**EXERCISE:** Please pick out and copy every line of the records below that contains the word "shirt".

**TASK INPUTS:**
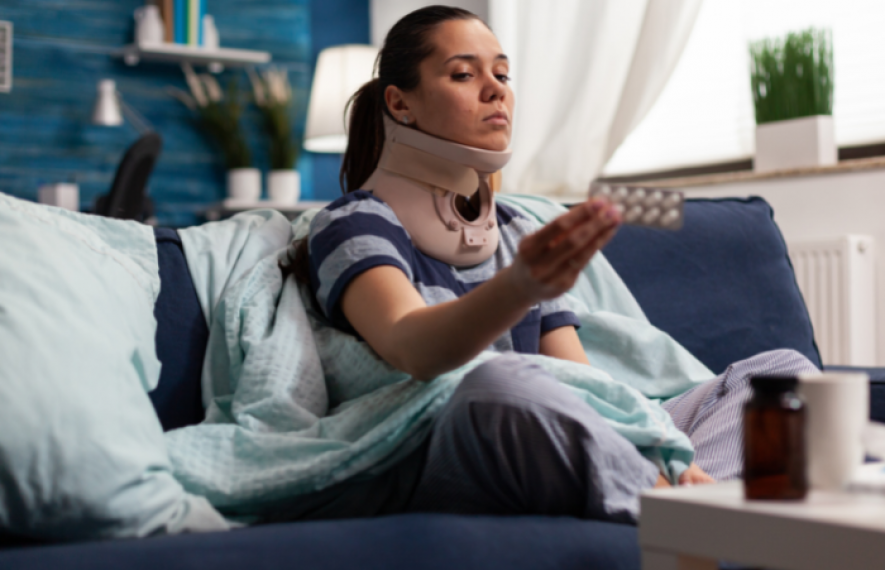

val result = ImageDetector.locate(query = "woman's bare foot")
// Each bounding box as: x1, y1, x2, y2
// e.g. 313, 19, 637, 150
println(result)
655, 473, 673, 489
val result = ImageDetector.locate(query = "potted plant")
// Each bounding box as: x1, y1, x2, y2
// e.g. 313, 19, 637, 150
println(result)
750, 28, 837, 172
249, 69, 301, 204
170, 63, 261, 203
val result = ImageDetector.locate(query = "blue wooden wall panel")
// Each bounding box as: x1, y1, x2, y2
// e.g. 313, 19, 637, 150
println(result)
309, 0, 370, 200
0, 0, 324, 226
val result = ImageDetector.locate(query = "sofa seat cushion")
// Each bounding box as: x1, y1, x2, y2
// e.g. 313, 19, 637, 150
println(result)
604, 197, 821, 374
0, 514, 640, 570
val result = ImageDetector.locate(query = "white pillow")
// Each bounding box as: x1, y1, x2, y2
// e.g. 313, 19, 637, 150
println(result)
0, 194, 228, 540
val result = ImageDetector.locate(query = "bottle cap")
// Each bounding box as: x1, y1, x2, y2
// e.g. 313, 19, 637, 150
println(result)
750, 376, 799, 393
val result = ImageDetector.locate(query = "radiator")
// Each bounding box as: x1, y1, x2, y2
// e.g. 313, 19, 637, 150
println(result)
787, 235, 876, 366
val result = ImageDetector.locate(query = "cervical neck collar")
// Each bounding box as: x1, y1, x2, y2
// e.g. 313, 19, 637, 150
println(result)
363, 115, 510, 267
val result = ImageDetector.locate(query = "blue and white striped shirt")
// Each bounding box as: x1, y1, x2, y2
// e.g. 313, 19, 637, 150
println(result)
308, 190, 579, 354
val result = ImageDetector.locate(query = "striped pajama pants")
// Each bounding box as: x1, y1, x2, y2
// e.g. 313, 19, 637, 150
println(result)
264, 350, 817, 523
410, 350, 817, 522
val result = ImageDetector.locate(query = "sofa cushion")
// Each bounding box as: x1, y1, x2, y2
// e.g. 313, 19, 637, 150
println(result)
149, 228, 209, 431
0, 514, 640, 570
0, 193, 227, 540
604, 197, 821, 373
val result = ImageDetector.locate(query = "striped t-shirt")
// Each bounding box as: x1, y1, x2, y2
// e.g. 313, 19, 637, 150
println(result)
308, 190, 579, 354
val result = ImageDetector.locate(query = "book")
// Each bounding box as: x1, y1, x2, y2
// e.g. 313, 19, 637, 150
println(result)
173, 0, 188, 44
187, 0, 200, 46
160, 0, 175, 43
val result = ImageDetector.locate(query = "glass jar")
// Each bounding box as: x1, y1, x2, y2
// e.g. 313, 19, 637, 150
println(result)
744, 376, 808, 500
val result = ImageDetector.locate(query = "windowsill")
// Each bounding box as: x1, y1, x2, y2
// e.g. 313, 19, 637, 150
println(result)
641, 156, 885, 188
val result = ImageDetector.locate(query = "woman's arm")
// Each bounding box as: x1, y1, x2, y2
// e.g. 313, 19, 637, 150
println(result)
341, 200, 620, 379
539, 326, 590, 366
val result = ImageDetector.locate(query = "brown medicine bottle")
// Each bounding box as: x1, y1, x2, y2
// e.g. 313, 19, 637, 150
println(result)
744, 376, 808, 500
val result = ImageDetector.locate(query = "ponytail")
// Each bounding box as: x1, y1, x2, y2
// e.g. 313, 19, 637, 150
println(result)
338, 78, 386, 194
280, 6, 479, 286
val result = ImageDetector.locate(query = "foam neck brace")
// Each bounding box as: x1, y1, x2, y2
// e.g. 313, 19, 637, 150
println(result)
363, 115, 511, 267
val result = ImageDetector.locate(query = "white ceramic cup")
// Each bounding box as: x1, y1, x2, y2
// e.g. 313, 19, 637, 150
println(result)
799, 372, 870, 490
267, 170, 301, 205
37, 182, 80, 212
227, 168, 261, 202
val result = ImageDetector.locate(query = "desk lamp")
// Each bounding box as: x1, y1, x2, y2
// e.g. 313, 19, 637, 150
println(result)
304, 45, 378, 153
92, 79, 163, 222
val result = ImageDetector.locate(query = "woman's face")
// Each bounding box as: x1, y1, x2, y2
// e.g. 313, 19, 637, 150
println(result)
385, 19, 514, 150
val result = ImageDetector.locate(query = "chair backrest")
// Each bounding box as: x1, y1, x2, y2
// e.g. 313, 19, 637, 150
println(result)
95, 132, 163, 221
604, 197, 821, 373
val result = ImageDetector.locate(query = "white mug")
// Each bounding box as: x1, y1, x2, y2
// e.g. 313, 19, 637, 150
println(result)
133, 6, 163, 45
799, 372, 870, 490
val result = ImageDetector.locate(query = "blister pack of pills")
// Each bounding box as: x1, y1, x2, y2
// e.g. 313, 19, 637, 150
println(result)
590, 184, 685, 230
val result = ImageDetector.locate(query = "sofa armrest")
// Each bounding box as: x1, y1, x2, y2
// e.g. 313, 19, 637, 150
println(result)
824, 366, 885, 422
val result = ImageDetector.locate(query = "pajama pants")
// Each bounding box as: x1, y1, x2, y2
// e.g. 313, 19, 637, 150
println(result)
267, 350, 817, 522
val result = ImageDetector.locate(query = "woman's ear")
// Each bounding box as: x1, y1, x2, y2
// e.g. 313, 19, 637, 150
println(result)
384, 85, 413, 123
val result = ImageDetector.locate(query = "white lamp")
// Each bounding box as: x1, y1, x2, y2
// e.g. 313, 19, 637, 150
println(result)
304, 45, 378, 153
92, 79, 153, 134
92, 79, 123, 127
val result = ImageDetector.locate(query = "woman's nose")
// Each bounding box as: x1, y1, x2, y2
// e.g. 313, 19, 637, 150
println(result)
480, 74, 507, 103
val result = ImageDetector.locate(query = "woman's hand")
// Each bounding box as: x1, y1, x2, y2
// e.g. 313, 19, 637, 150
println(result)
679, 463, 716, 485
508, 198, 621, 303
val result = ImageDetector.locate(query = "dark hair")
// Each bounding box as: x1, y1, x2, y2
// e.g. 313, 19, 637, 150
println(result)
280, 6, 482, 283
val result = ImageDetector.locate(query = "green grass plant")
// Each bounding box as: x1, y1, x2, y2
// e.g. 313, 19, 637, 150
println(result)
750, 28, 833, 125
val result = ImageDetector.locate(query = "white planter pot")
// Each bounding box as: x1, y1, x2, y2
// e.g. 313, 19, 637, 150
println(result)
267, 170, 301, 204
227, 168, 261, 202
753, 115, 838, 172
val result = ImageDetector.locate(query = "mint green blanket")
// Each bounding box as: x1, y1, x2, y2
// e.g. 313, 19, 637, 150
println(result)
166, 197, 714, 515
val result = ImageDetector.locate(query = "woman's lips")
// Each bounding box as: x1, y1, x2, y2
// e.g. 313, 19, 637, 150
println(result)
483, 112, 510, 125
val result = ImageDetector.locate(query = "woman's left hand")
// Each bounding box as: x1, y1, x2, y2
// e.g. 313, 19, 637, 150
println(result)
679, 463, 716, 485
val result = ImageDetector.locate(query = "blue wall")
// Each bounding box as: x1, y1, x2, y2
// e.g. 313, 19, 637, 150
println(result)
0, 0, 369, 226
310, 0, 370, 200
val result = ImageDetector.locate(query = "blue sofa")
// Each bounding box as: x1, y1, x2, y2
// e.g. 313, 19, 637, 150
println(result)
0, 198, 885, 570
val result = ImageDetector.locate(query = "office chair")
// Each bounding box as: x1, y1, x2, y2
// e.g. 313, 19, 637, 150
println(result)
95, 132, 163, 222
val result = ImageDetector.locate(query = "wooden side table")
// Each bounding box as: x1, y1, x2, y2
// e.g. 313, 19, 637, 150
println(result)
639, 481, 885, 570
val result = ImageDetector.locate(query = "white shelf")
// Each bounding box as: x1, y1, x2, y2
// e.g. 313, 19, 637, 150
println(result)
114, 43, 270, 71
203, 198, 329, 222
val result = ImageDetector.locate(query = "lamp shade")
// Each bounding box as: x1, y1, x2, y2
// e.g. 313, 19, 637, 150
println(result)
92, 79, 123, 127
304, 45, 378, 153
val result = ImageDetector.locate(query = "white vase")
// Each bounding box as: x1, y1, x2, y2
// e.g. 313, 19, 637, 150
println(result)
267, 170, 301, 204
753, 115, 838, 172
227, 168, 261, 202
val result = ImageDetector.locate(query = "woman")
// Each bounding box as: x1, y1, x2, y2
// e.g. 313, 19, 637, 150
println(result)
284, 6, 813, 521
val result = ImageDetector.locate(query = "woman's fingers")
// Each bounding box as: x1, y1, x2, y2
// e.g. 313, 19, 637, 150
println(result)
542, 204, 618, 274
519, 199, 605, 264
679, 463, 716, 485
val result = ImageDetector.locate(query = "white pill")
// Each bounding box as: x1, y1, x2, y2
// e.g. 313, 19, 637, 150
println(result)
661, 192, 682, 208
624, 206, 642, 224
642, 208, 661, 225
625, 188, 645, 205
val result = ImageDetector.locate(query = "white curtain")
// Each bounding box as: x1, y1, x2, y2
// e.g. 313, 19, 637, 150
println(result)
489, 0, 702, 197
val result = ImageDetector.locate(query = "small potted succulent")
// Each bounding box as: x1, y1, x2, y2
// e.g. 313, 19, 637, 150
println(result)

**FULL RESPONSE:**
val result = ImageDetector.locate(query = "blue and white striped shirt")
val result = ImageDetector.locate(query = "striped t-shirt")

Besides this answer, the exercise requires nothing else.